China has sentenced a senior Tibetan religious leader, known as a 'Living Buddha', to eight-and-a-half years in jail for illegally occupying government land and possession of weapons, a news report said on Thursday.
The court in the western town of Kangding sentenced Phurbu Rinpoche, the 52-year-old head of the Pangri and Yatseg nunneries in Kardze county, to seven years in prison on the charge of illegally occupying government land and to an additional year for possession of bullets, sources said.
Rinpoche, who is the fifth incarnation of a revered Buddhist teacher known by the title of Burongma, was arrested in a dawn raid on May 18, 2008, in the wake of the unrest linked to the 50th anniversary of the Dalai Lama's flight into exile and the beginning of Chinese rule in Tibet.
The local government viewed the case of Rinpoche, who has been identified as a reincarnation when he was seven months old, as one of the biggest causes of "instability" in the region.

Records:
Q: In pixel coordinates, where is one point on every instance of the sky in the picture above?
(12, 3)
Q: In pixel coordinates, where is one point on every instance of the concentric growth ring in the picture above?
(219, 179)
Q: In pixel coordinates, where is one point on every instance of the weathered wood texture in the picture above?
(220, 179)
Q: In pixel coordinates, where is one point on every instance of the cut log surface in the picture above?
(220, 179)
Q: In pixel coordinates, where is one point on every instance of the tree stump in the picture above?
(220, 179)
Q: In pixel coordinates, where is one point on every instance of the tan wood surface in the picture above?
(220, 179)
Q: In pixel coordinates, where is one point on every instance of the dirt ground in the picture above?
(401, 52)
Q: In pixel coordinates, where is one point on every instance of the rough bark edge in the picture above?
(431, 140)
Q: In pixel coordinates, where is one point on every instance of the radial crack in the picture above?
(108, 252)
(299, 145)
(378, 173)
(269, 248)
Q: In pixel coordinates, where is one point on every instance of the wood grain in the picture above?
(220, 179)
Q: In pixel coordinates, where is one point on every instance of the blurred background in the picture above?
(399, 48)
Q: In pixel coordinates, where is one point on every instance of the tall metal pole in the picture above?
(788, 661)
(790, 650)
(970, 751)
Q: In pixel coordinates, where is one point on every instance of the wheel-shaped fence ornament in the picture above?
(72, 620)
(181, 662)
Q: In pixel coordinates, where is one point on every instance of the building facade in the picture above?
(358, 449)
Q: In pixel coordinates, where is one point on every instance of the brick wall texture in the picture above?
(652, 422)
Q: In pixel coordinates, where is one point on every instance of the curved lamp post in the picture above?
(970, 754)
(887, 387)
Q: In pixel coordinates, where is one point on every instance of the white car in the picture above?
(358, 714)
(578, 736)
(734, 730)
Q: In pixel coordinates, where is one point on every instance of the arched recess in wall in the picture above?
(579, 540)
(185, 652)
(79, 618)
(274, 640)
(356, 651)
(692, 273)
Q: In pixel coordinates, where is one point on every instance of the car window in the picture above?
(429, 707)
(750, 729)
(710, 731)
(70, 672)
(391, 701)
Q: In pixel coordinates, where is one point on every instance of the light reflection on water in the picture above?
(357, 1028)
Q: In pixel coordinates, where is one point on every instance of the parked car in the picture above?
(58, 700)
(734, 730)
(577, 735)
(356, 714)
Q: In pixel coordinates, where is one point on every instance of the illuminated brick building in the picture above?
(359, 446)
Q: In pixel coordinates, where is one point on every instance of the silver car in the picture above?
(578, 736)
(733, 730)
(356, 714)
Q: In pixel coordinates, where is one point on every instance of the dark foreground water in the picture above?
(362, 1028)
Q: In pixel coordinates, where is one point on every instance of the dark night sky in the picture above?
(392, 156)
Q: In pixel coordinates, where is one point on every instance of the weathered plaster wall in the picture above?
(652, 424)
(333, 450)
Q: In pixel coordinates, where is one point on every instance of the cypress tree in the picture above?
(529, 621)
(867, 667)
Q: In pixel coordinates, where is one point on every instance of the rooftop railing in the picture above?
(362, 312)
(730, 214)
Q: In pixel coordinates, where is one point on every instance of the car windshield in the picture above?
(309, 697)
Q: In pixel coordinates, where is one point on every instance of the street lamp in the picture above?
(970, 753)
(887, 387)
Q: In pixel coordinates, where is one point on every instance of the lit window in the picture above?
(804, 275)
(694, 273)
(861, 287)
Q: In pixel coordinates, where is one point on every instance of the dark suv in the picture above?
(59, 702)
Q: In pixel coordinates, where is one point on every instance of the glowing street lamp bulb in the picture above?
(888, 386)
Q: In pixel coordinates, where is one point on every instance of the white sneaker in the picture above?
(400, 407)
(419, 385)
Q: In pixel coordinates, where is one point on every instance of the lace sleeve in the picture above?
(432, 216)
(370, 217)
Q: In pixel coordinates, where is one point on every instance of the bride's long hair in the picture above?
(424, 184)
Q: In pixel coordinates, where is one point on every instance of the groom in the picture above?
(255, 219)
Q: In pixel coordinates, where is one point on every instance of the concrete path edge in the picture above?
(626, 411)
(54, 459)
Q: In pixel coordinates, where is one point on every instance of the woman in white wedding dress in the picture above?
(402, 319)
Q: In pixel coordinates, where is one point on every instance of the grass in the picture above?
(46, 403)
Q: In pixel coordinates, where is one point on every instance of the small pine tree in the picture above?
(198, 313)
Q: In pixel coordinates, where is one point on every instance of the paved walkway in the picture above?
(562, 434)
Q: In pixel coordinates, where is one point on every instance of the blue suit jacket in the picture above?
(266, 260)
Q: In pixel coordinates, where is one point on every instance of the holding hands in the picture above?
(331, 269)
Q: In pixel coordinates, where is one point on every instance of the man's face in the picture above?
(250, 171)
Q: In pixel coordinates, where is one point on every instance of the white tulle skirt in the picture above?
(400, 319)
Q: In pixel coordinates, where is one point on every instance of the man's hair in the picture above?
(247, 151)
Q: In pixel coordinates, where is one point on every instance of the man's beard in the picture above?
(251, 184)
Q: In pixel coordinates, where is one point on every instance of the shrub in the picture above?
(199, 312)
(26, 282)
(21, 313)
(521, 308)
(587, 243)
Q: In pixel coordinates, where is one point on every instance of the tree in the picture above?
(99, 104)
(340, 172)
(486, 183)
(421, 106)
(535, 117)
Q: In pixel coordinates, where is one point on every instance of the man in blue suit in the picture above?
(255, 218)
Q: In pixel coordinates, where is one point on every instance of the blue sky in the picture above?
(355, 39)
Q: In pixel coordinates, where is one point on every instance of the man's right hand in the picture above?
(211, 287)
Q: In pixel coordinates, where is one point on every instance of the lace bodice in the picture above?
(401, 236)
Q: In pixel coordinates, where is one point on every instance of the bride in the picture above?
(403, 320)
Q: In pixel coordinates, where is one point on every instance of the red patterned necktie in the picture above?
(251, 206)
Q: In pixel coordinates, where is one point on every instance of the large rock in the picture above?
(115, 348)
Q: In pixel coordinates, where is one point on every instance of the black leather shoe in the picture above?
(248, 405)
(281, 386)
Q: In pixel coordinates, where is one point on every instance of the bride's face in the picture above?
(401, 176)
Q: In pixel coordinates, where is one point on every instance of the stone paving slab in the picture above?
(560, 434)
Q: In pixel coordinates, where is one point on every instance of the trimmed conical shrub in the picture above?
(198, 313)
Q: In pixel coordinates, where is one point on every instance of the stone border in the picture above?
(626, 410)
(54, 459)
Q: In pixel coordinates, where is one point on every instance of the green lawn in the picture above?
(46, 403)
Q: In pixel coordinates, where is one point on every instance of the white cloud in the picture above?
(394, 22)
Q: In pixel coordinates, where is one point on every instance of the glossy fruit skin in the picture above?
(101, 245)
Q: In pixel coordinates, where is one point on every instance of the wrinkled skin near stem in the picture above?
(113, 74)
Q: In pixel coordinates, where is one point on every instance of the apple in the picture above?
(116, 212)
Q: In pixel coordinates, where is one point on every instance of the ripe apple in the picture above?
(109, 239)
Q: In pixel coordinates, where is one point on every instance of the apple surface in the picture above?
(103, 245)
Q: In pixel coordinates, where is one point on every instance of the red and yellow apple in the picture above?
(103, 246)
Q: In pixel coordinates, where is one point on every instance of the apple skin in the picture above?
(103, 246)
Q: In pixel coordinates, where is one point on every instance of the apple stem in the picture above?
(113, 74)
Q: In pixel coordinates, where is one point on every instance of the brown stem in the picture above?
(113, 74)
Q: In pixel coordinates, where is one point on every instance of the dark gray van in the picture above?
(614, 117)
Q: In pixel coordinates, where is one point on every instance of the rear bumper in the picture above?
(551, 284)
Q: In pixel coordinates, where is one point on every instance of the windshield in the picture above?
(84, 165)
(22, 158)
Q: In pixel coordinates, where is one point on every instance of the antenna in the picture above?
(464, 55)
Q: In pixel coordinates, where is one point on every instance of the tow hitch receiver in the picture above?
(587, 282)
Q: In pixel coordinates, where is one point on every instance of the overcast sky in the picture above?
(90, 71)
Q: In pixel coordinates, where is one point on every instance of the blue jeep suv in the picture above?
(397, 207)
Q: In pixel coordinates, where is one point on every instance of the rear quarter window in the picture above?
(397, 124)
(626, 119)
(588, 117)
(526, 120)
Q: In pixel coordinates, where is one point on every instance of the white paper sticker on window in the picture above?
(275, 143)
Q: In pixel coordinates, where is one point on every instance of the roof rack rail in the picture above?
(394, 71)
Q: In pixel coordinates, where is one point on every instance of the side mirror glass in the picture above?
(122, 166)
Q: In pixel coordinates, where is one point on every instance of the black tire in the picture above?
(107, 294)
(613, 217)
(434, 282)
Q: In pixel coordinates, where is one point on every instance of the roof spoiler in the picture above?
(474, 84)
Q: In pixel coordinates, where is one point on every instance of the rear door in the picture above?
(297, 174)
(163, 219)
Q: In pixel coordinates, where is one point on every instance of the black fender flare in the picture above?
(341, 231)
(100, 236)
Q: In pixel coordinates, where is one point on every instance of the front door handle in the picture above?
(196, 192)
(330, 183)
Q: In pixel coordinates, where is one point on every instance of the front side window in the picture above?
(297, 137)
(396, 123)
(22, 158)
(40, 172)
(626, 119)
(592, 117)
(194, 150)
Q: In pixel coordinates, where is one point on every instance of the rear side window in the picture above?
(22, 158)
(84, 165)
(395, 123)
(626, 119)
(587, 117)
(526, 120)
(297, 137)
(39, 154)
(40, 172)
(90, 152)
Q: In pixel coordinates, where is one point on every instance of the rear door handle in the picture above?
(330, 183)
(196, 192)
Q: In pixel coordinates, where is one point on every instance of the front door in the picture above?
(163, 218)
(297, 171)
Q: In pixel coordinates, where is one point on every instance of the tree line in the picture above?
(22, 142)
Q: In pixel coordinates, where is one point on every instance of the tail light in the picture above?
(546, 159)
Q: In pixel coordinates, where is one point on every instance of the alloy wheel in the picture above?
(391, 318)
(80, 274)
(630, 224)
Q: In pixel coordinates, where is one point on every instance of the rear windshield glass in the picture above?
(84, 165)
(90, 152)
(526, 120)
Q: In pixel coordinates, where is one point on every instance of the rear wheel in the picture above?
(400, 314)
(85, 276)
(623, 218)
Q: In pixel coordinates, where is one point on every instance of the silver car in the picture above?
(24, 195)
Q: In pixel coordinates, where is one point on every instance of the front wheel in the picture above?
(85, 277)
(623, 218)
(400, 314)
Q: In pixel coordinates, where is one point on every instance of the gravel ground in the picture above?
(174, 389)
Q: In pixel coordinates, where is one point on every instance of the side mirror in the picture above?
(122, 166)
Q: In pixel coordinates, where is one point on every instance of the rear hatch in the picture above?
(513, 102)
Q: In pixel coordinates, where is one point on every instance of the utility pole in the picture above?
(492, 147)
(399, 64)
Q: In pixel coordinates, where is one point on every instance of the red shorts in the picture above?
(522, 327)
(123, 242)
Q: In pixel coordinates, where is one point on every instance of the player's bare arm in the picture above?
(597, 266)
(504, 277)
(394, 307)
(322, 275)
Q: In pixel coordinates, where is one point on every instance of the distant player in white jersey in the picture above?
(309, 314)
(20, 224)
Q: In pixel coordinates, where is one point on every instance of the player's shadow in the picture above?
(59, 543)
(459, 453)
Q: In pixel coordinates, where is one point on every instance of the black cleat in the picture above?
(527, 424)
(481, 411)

Prompt: Please write out the sentencing report from "China has sentenced" up to and including "bullets, sources said.". The lines above aren't needed for what follows.

Answer to the problem:
China has sentenced a senior Tibetan religious leader, known as a 'Living Buddha', to eight-and-a-half years in jail for illegally occupying government land and possession of weapons, a news report said on Thursday.
The court in the western town of Kangding sentenced Phurbu Rinpoche, the 52-year-old head of the Pangri and Yatseg nunneries in Kardze county, to seven years in prison on the charge of illegally occupying government land and to an additional year for possession of bullets, sources said.